▶ **Given problem**
Output every entry exactly as given.

▶ **Provided records**

■ ■ ■ ■

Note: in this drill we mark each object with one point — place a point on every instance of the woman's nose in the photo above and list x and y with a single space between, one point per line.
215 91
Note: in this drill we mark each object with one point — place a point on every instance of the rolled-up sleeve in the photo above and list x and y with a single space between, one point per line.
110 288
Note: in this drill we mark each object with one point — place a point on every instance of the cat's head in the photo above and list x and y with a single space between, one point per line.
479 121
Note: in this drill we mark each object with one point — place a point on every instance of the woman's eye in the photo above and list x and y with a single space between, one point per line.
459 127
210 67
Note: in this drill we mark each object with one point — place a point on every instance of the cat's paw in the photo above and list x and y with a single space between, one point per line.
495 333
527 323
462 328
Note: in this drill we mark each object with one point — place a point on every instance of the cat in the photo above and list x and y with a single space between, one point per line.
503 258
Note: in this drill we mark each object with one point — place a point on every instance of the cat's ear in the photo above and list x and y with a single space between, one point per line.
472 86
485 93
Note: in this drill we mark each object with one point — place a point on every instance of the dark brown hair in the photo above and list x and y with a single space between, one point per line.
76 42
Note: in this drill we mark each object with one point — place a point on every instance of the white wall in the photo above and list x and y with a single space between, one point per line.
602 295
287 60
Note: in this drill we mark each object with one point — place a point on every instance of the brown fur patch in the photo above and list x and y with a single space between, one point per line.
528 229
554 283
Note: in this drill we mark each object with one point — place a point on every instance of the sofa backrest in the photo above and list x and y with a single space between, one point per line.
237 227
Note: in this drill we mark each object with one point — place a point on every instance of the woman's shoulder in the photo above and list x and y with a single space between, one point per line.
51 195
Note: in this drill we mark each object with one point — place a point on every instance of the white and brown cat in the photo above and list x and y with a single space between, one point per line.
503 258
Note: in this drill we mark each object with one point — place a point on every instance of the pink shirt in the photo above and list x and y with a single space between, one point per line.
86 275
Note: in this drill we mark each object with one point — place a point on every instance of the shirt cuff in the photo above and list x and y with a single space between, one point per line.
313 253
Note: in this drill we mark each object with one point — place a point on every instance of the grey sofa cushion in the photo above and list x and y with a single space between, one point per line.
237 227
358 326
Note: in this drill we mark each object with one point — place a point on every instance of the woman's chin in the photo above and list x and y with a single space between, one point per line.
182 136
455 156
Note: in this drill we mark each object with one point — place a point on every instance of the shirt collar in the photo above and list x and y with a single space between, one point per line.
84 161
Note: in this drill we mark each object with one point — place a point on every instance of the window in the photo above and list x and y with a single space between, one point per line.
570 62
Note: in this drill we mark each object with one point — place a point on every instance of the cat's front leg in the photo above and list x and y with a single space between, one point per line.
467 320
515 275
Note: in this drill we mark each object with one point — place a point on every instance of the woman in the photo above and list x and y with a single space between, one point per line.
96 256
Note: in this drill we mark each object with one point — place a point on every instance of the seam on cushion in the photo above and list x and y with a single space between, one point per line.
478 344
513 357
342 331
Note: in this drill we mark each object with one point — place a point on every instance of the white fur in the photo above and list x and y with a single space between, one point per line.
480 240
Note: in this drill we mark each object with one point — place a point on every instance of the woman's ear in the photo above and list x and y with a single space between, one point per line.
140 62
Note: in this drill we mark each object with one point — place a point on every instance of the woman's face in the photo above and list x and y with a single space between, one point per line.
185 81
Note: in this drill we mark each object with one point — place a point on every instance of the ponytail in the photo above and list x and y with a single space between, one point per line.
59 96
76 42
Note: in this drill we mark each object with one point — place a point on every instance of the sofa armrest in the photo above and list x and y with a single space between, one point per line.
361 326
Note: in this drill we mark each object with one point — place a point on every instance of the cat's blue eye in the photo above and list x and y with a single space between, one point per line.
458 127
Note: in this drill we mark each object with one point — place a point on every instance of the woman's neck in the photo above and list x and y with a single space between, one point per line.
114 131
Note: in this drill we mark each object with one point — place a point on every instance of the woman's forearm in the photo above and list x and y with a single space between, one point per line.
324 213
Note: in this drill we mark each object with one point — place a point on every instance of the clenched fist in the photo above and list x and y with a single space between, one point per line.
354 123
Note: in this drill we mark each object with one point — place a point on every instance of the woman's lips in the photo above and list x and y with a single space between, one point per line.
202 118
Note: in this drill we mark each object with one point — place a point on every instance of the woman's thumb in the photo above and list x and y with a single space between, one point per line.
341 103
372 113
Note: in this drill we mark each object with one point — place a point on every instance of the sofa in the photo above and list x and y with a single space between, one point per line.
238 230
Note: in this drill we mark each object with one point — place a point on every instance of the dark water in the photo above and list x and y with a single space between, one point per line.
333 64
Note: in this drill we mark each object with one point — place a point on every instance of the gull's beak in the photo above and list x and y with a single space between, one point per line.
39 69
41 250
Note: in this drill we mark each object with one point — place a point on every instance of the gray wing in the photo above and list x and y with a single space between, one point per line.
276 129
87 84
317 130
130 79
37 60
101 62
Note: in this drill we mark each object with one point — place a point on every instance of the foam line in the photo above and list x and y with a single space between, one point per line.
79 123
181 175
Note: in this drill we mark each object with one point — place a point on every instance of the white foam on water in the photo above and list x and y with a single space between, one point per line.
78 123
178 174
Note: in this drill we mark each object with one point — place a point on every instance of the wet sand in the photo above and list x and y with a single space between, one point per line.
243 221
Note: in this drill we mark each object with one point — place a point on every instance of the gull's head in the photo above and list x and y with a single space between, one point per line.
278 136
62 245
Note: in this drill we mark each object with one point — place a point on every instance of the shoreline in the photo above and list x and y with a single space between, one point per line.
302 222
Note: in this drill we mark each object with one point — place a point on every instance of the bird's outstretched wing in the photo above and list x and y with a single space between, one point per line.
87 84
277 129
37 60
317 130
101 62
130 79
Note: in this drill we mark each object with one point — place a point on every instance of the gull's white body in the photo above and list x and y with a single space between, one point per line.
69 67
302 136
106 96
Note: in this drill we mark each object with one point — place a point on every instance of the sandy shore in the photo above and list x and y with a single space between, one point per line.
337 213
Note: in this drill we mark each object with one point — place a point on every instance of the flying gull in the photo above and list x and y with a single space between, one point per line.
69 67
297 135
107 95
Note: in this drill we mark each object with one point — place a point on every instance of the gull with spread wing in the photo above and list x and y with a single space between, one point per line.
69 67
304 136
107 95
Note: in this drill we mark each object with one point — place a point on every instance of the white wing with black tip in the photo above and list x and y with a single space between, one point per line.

■ ■ ■ ■

▶ **Response to this task**
Note: in this drill we mark each object with one point — place a point on every instance of the woman's nose in the photo above and list x and y with a single space between, one point per line.
215 91
Note: in this drill we mark each object with one point — place a point on every instance of the rolled-up sleeve in the photo above and list x and y with a single space between, one point per line.
110 288
Note: in this drill we mark each object with one point — place a point on every instance of the cat's head in the photo above and list x and y with a single space between, one point per line.
479 121
Note: in this drill we mark each object with one point — place a point on every instance of the woman's eye in the photo above and list x and y with a single space between, one point per line.
459 127
210 67
Note: in this drill we mark each object with one point — place a point on every instance of the cat's paw in the photo above and list x and y with a single space between, one point per line.
495 333
527 323
462 328
Note: in this drill we mark each object with one point — place a point on every instance of the cat in the photo above and list x and y with a single space between, one point per line.
503 258
Note: in this drill we mark each object with one point — place a point on every instance of the cat's ear in the photo above and list x and y with a single space between, one point per line.
472 86
485 93
Note: in this drill we mark each object with one point — place a point on every instance of the dark brown hair in the photo above and list x and y with a single space between, one point per line.
76 42
Note: in this drill we mark each object with one point — place a point on every instance of the white wall in the photo above and list x and y with a single space between, one point per line.
602 295
287 60
Note: in this drill we mark each object with one point — place a point on every instance of the brown fur patch in the photo above and list x and y with a single space between, one point per line.
528 229
554 283
Note: in this drill we mark each object with one point — place a point on every instance of the sofa backrest in the photo above and list x and y with a single space between, one point per line.
237 227
Note: in this drill we mark each object with one point — place a point on every instance of the woman's shoulder in the photo above and list x and y with a single space between, one point per line.
51 195
Note: in this drill we mark each object with one point — place a point on every instance of the white and brown cat in the photo above and list x and y with a single space between, one point per line.
503 258
Note: in this drill we mark each object with one point — place a point on every instance of the pink shirt in the photo above and list x and y with a single space between, one point per line.
86 275
Note: in this drill we mark each object with one point — place a point on every instance of the shirt cuff in the photo above and list x and y with a single space between, one point per line.
313 253
Note: in this drill we mark each object with one point — place a point on every instance of the grey sofa cushion in the photo above and list x and y with a single space between, one point per line.
237 227
358 326
Note: in this drill we mark each object with one point — place a point on every instance of the woman's chin in the photo above and list x and y with a single space between, one point per line.
182 136
455 156
Note: in this drill we mark each object with one point — place a point on every instance of the shirt collar in the photo above and list x and y with a single space between, one point per line.
84 161
Note: in this drill we mark each object with one point — place a point on every instance of the window in the photo above and list x and y with a single space between, one point per line.
570 62
Note: in this drill we mark each object with one point — place a point on every instance of the cat's front leg in the photo above and list x and y with a single space between, one point per line.
467 320
515 275
Note: in this drill we mark each object with one point — place a point on every instance of the woman in the photo above and list x and y with a single space between, one point per line.
96 256
Note: in this drill we mark each object with one point — place a point on every instance of the seam on cushion in the photo above and list x and y with a single space between, one point per line.
478 344
513 357
342 331
Note: in this drill we mark each object with one point — place a point on every instance of the white fur in the photo above and list x and y with a single space between, one point per line.
480 240
Note: in this drill we mark each object with one point — place a point on every instance of the woman's ear in the photo above and list x and y with a single space between, one point per line.
140 62
Note: in this drill we mark each object with one point — place a point on every instance of the woman's face in the photo above and list x and y with a single space between, one point per line.
185 81
Note: in this drill we mark each object with one point — place a point on every instance of the ponytail in the photo above and list x and y with a single space between, one point per line.
59 96
76 42
Note: in this drill we mark each object with one point — place a point on every instance of the sofa armrest in the photo above and list x and y with a single space between, one point per line.
361 326
Note: in this drill we mark each object with one point — place a point on every instance of the cat's blue eye in the photo above and list x and y with a single space between, one point per line.
458 127
Note: in this drill we mark each object with one point — place a point on every instance of the woman's neck in the photo above and list x and y with a single space between, one point per line.
114 131
Note: in this drill we mark each object with one point — place a point on every instance of the woman's forearm in the photo above and list x and y with a single space between, one point per line.
324 213
Note: in this drill we mark each object with one point — place a point on every instance of the clenched fist in the photo above and list x and y with a single space between, one point per line.
354 123
Note: in this drill we mark each object with one point — place a point on every instance of the woman's lips in the photo above and list x and y with a single space between, one point per line.
202 118
Note: in this drill we mark each object with one point — place a point on every instance of the woman's thumb in the photo above and list x and y with a single space between, one point per line.
341 103
372 113
Note: in this drill we mark each object with one point — place a point on every instance of the sofa in the photo above and list x and y with a single space between, one point per line.
238 230
Note: in this drill we mark each object with one point — place a point on every instance of the dark water in the photo above and list x and y with a single space between, one point per line.
333 64
Note: in this drill we mark each object with one point — place a point on every instance of the gull's beak in the photo above and list x and y with a single space between, one point per line.
39 69
41 250
Note: in this drill we mark each object with one point — place a point on every instance of the gray wing in the photo above and list x and y with a single space between, one point per line.
276 129
87 84
317 130
130 79
37 60
101 62
Note: in this drill we mark each object with one point — place a point on every instance of the foam line in the photo above and list x and y with a single space between, one point per line.
79 123
181 175
Note: in this drill we mark each object with one point — place a point on every instance of the white foam on water in the photo above and list x and y with a single space between, one point per line.
78 123
178 174
Note: in this drill we mark each object with one point — place a point on every instance of the wet sand in the photo above and list x and y with a single space between, one point per line.
243 221
Note: in this drill we mark each object with one point — place a point on every instance of the gull's head in the photo above and list x and y with a single space between, one point per line.
278 136
62 245
Note: in this drill we mark each object with one point — place a point on every instance of the shoreline in the photo above and list x and y with a single space between, one point per line.
302 222
Note: in this drill we mark each object with one point — place a point on every instance of the bird's outstretched wing in the photo above and list x and y with a single space between, one point per line.
87 84
277 129
37 60
317 130
101 62
130 79
Note: in this drill we mark each object with one point — place a point on every instance of the gull's white body in the photo above and list x and y with a single space between, one point per line.
69 67
302 136
106 96
Note: in this drill we mark each object with one point — place a point on every instance of the sandy shore in the photo above and list x and y with a single space between, one point per line.
337 213
Note: in this drill we mark each object with one point — place a point on every instance of the flying gull in the photo above and list x and y with a single space between, one point per line.
69 67
297 135
107 95
Note: in this drill we mark each object with one point — place a point on every instance of the gull with spread wing in the photo above and list x and y with a single space between, one point per line.
69 67
304 136
107 95
Note: in this drill we mark each object with one point — place a point on every instance of the white wing with black tip in the photo above and list x and y with a single space between, one point per line.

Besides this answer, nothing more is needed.